- _GIVEN PASSAGE_:
◇ ◇ ◇ ◇ ◇
Skip to content

Ensemble filename and stoch restart fixes#409

Merged
alperaltuntas merged 3 commits intoNCAR:dev/ncarfrom
alperaltuntas:restart_file_fixes
Mar 12, 2026
Merged

Ensemble filename and stoch restart fixes#409
alperaltuntas merged 3 commits intoNCAR:dev/ncarfrom
alperaltuntas:restart_file_fixes

Conversation

@alperaltuntas
Copy link
Copy Markdown
Member

@alperaltuntas alperaltuntas commented Feb 27, 2026

This PR brings in the following changes:

  • Fix stoch restart file handling:
    • append ensemble instance suffix in multi-instance runs
    • add r_stoch file(s) to CESM rpointer files.
  • Introduce append_ensemble_appendix: To eliminate code duplication, this commit introduces append_ensemble_appendix, a routine to append the ensemble appendix to i/o filenames. If provided,
    the appendix is appended after the last occurence of ENSEMBLE_APPENDIX_PREFIX,
    a new runtime parameter (initially called RESTARTFILE_APPENDIX_PREFIX).

This PR is part of a series of PRs to fix various interrelated restart/multi-instance/hybrid run issues alongside: ESCOMP/FMS#8
ESCOMP/MOM_interface#311
ESMCI/cime#4944

To eliminate code duplication, this commit introduces append_ensemble_appendix,
a routine to append the ensemble appendix to i/o filenames. If provided,
the appendix is appended after the last occurence of ENSEMBLE_APPENDIX_PREFIX,
a new runtime parameter (initially called RESTARTFILE_APPENDIX_PREFIX).
◇ ◇ ◇ ◇ ◇
- _RAW RECORDS_:
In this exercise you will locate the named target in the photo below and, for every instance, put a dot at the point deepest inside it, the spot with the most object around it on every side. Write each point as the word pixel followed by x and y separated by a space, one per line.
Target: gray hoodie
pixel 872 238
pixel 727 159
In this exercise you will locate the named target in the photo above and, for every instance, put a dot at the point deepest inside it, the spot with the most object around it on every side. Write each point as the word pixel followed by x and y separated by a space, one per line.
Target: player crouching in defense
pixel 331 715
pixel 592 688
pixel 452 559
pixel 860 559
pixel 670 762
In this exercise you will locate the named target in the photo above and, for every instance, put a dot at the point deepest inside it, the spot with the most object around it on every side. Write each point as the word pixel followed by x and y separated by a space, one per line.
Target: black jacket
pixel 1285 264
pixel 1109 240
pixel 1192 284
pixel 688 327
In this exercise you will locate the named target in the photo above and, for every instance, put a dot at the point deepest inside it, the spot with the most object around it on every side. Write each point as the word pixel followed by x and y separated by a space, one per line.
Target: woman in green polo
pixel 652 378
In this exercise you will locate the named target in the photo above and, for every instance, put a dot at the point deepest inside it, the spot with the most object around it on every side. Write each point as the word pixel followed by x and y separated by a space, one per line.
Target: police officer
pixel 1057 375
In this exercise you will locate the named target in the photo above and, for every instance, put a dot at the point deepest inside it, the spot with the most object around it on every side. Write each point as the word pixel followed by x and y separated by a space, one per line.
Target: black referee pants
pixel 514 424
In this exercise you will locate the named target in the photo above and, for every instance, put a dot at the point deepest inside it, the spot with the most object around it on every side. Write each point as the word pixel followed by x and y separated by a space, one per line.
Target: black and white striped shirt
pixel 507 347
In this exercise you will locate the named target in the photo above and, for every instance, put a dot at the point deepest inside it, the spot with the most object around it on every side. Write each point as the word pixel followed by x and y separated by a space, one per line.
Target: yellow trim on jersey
◇ ◇ ◇ ◇ ◇
- _GOAL A_: Copy the part of the pull request text above that begins at the words "Conversation" and stops after "CESM rpointer files.".
- _GOAL B_: According to the pull request text above, why was the append_ensemble_appendix routine introduced? Answer in one to three sentences.

- _EXERCISE OUTPUT A_:
Conversation

@alperaltuntas
Copy link
Copy Markdown
Member

@alperaltuntas alperaltuntas commented Feb 27, 2026

This PR brings in the following changes:

  • Fix stoch restart file handling:
    • append ensemble instance suffix in multi-instance runs
    • add r_stoch file(s) to CESM rpointer files.

- _EXERCISE OUTPUT B_: It was introduced to eliminate code duplication. It is a single routine that appends the ensemble appendix to i/o filenames, placing it after the last occurrence of ENSEMBLE_APPENDIX_PREFIX.